— Document text —
Society-in-the-loop is a scaled up version of human-in-the-loop machine learning - something that Karthik Dinakar at the Media Lab has been working on and is emerging as an important part of AI research.

Typically, machines are "trained" by AI engineers using huge amounts of data. The engineers tweak what data is used, how it's weighted, the type of learning algorithm used and a variety of parameters to try to create a model that is accurate and efficient and making the right decisions and providing accurate insights. One of the problems is that because AI, or more specifically, machine learning is still very difficult to do, the people who are training the machines are usually not domain experts. The training is done by machine learning experts and the completed model after the machine is trained is often tested by experts. A significant problem is that any biases or errors in the data will create models that reflect those biases and errors. An example of this would be data from regions that allow stop and frisk - obviously targeted communities will appear to have more crime.

— Listed records —
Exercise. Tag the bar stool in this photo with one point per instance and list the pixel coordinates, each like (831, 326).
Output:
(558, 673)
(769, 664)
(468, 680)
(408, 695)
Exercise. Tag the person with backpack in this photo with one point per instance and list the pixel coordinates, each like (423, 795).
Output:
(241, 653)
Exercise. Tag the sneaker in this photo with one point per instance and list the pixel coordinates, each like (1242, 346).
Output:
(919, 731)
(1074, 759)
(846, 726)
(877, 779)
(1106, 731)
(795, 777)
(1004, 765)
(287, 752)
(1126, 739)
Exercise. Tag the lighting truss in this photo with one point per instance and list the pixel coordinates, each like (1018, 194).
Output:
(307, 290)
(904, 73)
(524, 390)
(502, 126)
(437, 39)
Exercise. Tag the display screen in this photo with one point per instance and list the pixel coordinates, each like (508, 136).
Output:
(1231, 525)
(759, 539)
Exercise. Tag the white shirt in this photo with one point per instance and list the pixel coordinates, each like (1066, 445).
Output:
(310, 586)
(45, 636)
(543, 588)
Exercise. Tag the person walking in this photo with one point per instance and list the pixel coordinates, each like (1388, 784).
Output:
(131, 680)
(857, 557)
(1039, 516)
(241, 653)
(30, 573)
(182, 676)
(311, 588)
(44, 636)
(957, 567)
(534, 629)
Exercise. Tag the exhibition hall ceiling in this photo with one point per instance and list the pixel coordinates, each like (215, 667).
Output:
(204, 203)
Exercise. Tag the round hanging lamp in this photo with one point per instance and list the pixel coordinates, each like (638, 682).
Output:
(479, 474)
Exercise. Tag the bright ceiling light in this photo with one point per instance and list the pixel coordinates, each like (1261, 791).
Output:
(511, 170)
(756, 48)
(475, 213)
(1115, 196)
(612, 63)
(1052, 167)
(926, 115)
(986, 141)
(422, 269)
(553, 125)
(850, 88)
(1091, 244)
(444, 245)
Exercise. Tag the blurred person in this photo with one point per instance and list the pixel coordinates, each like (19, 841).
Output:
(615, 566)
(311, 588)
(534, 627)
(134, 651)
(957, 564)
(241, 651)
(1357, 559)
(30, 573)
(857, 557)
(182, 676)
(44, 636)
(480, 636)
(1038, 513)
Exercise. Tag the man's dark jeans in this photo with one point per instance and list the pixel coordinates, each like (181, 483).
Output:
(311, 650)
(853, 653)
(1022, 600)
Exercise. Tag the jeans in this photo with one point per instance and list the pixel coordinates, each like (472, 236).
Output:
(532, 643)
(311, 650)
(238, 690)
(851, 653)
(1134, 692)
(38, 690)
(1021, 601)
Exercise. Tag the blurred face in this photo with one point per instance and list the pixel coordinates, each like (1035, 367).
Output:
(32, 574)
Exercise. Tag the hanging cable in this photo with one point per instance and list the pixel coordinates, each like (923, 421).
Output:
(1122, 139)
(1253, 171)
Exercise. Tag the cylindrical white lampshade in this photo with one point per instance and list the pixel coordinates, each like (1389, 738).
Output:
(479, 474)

— Study questions —
A) In the text about society-in-the-loop machine learning, who at the Media Lab has been working on human-in-the-loop machine learning?
B) Write the next part of the text about society-in-the-loop machine learning, picking up after its final sentence.
The entries above come from a separate source and are unrelated to the text.

— Results —
A) Karthik Dinakar.

B)
Human-in-the-loop machine learning is work that is trying to create systems to either allow domain experts to do the training or at least be involved in the training by creating machines that learn through interactions with experts. At the heart of human-in-the-loop computation is the idea of building models not just from data, but also from the human perspective of the data. Karthik calls this process 'lensing', of extracting the human perspective or lens of a domain expert and fit it to algorithms that learn from both the data and the extracted lens, all during training time. We believe this has implications for making tools for probabilistic programming and for the democratization of machine learning.

At a recent meeting with philosophers, clergy and AI and technology experts, we discussed the possibility of machines taking over the job of judges. We have evidence that machines can make very accurate assessments of things that involve data and it's quite reasonable to assume that decisions that judges make such as bail amounts or parole could be done much more accurately by machines than by humans. In addition, there is research that shows expert humans are not very good set setting bail or granting parole appropriately. Whether you get a hearing by the parole board before or after their lunch has a significant effect on the outcome, for instance. (There has been some critiques of the study cited in this article, and the authors of the paper of responded to them.)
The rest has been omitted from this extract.